_Work item A_. According to the notice about the On Agoraphobia book launch, at what age did Graham Caveney begin to suffer from what was later diagnosed as agoraphobia?
_Work item B_. Sum up the notice about the On Agoraphobia book launch in two sentences.
_Work item C_. Extend the notice about the On Agoraphobia book launch, picking up after its last sentence.

_Text passage_.
== Segment start ==

Book launch, On Agoraphobia by Graham Caveney
9A Beck St, Nottingham, NG1 1EQ
If we’re talking agoraphobia, we’re talking books. I slip between their covers, lose myself in the turn of one page, re-discover myself on the next. Reading is a game of hide-and-seek. Narrative and neurosis, uneasy bedfellows sleeping top to toe.
When Graham Caveney was in his early twenties he began to suffer from what was eventually diagnosed as agoraphobia. What followed were decades of managing his condition and learning to live within the narrow limits it imposed on his life: no motorways, no dual carriageways, no shopping centres, limited time outdoors.
Graham’s quest to understand his illness brought him back to his first love: books. From Harper Lee’s Boo Radley, Ford Madox Ford, Emily Dickinson, and Shirley Jackson: the literary world is replete with examples of agoraphobics – once you go looking for them.

== Segment end ==

_Input data_.
== Segment start ==

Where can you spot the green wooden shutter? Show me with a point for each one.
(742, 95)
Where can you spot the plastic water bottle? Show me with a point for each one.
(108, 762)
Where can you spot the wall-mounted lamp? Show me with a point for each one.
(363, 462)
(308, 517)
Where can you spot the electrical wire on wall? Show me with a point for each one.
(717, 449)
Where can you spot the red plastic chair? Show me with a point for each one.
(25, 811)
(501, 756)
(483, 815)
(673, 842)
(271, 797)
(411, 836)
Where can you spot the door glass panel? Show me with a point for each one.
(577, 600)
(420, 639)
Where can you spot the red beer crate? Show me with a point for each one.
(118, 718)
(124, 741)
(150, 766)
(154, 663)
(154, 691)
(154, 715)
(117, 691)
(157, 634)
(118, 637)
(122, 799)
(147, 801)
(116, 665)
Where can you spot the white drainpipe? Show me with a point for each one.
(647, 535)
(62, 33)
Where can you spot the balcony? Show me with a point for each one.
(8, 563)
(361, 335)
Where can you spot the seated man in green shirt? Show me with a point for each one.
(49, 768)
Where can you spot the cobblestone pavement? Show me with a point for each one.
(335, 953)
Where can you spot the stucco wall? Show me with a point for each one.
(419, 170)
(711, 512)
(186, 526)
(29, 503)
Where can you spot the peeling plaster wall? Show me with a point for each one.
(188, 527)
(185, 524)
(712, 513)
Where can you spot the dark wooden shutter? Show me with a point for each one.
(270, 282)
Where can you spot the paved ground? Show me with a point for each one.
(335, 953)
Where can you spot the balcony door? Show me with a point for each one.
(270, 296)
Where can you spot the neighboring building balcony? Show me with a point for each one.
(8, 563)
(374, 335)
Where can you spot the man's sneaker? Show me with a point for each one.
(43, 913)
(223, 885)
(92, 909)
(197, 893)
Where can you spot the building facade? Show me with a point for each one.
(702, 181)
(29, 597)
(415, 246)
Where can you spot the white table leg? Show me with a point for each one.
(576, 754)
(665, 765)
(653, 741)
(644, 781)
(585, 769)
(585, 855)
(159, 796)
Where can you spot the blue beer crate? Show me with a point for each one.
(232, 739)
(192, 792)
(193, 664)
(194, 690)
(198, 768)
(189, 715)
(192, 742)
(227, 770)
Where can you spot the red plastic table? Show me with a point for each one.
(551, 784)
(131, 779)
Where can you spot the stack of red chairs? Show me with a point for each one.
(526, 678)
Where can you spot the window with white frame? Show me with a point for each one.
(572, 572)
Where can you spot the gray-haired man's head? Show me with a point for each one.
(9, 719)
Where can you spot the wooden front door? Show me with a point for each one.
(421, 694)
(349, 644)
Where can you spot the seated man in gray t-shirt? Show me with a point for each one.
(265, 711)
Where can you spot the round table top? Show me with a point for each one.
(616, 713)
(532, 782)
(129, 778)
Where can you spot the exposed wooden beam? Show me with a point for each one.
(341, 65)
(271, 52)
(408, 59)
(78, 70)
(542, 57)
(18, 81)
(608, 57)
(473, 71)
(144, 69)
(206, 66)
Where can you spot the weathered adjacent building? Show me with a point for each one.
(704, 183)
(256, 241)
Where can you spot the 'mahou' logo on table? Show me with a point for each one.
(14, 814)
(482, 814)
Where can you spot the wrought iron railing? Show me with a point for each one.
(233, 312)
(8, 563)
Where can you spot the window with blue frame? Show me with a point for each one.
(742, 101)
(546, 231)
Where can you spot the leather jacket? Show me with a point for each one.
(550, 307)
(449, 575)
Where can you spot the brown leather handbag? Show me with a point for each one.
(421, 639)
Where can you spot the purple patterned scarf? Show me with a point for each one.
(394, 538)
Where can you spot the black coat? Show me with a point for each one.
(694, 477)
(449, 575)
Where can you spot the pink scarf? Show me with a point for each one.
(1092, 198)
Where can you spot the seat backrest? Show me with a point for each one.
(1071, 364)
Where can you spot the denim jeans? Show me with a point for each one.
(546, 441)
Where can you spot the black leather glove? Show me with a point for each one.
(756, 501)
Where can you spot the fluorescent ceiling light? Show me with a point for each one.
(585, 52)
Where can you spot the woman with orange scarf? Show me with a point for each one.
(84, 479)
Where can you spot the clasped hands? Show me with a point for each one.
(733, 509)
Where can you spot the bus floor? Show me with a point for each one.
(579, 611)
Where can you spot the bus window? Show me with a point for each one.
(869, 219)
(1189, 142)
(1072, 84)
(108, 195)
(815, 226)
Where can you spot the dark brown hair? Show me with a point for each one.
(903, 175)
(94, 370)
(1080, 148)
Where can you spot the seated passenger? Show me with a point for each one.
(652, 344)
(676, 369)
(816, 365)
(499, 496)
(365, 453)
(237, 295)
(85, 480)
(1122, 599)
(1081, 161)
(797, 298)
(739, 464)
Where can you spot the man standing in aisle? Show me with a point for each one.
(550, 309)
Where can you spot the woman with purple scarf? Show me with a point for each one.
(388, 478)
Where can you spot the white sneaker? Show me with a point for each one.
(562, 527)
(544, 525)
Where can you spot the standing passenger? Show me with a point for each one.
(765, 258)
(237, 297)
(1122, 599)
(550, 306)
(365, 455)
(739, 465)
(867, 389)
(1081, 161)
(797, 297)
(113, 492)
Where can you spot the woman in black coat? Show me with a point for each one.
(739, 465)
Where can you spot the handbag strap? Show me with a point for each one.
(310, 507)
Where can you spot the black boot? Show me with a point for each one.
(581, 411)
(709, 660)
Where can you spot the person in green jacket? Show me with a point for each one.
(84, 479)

== Segment end ==

_Answer box A_. In his early twenties.

_Answer box B_. Graham Caveney began suffering from agoraphobia in his early twenties and spent decades living within the narrow limits it set: no motorways, no dual carriageways, no shopping centers and limited time outdoors. Trying to understand his illness led him back to books, where examples of agoraphobics are plentiful, from Harper Lee's Boo Radley to Emily Dickinson and Shirley Jackson.

_Answer box C_.
On Agoraphobia is a fascinating, entertaining and sometimes painfully acute look at what it means to go through life with an anxiety disorder that evades easy definition.
Please join us for the launch of this new book – published today. See the extracts published in the Observer, appearing three days before this event.
Timings – doors open 6.30, book launch at 7.00
Bar available prior to the event and at the break
Register via Eventbrite. Booking essential
Venue: Antenna, 9A Beck St, Nottingham NG1 1EQ
As well as the launch, Graham will be interviewed by Colin Wright, Associate Professor of Critical Theory at the Univeristy of Nottingham and a practicing psychoanalyst.